» Metin Alıntısı:
Öyle gerildik ki, davul zarı gibi tın tın ötüyoruz. Sanki yüksek
gerilim hatlarının üzerinde cambazlık yapıyoruz. Gün geçmiyor ki,
öznesi öfke olan bir kriminal haber düşmesin haber bültenlerine,
gazete sayfalarına... Son bir yıl içinde sadece belediye
otobüslerinde yaşananları alt alta dizseniz, topluca delirdiğimize
hükmedersiniz. İnsanlar incir çekirdeğini bile doldurmayan nedenler
yüzünden birbirlerinin boğazına sarılıyor. Sadece sokaktaki sıradan
insanlar mı? Ülkenin en ünlü ve kariyerli futbolcusu, üstelik Milli
Takım'ın uçağında bir gazetecinin boğazına sıkıp küfrediyor.
Peki nasıl bu hale geldik? Neden milletçe delirdik?
Ben ne sosyoloğum, ne de psikolog. Bu alandaki bilgilerim,
üniversite sıralarında aldığım temel dersler ve kendimi yetiştirmek
için okuduğum kitaplarla sınırlı. Ama bir gazetecinin, özellikle de
her gün yorum yapan bir köşe yazarının sosyoloji ve psikoloji ile
barışık olması gerektiğine inanırım. Bu nedenle az sonra
yazacaklarım, ahkam ya da kesin hükümler değil, kişisel
gözlemlerimden ibarettir. İşte bence neden delirdiğimizi anlamaya
yardımcı olacak sebepler:
HER YANIMIZ STRES
1- Son derece 'travmatik' bir coğrafya üzerinde
yaşıyoruz. 35 yıldır devam eden asimetrik bir savaşın içindeyiz.

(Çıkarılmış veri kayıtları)
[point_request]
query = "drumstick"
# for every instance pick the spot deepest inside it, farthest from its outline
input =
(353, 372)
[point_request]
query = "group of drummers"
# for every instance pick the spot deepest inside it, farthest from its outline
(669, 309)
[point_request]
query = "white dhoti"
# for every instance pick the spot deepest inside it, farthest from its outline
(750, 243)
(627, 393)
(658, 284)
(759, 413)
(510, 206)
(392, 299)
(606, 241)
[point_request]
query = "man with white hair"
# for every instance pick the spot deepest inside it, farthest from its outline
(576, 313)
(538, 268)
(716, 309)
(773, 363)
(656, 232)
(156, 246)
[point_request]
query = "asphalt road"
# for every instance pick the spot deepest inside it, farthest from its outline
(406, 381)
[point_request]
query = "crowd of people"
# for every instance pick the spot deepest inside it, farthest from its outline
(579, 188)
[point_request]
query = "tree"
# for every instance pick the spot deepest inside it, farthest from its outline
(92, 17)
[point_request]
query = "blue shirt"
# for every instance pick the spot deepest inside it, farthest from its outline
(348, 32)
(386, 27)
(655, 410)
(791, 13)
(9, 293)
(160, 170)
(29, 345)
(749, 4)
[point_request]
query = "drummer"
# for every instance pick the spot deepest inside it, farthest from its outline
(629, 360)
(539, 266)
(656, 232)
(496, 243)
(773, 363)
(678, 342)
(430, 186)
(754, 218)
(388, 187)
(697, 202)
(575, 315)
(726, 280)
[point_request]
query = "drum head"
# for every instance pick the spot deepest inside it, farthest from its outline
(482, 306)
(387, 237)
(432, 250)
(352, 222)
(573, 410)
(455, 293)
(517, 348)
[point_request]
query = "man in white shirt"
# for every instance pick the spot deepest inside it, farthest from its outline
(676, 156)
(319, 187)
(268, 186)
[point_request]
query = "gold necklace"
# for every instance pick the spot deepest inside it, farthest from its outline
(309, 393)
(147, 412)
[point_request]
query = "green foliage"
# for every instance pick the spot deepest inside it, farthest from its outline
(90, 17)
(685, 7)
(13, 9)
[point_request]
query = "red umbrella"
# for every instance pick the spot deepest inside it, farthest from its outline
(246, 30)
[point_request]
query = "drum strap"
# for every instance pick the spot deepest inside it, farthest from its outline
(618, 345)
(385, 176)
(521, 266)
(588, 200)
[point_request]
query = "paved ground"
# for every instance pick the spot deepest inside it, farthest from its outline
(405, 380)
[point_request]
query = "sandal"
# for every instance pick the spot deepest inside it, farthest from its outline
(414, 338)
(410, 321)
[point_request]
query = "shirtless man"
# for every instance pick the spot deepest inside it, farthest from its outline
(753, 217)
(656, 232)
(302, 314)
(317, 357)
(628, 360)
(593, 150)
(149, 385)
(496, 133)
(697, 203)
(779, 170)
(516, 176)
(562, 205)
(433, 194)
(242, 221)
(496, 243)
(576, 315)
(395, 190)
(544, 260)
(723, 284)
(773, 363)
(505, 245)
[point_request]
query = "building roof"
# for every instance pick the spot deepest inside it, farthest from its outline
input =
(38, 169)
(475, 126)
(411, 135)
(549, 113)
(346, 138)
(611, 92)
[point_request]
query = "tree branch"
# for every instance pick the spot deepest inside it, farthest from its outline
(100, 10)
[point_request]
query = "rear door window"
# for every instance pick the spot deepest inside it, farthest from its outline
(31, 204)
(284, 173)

» Görevler:
[1] Öfke konulu yazıda adı geçen meslekleri sıralayın.
[2] Kayıtlarda "white" dizesini içeren satırların sayısını belirtin; büyük-küçük harf ayrımı gözetilsin.

» Görevlerin Yanıtları:
[1] Futbolcu, gazeteci, sosyolog, psikolog, köşe yazarı

[2] 3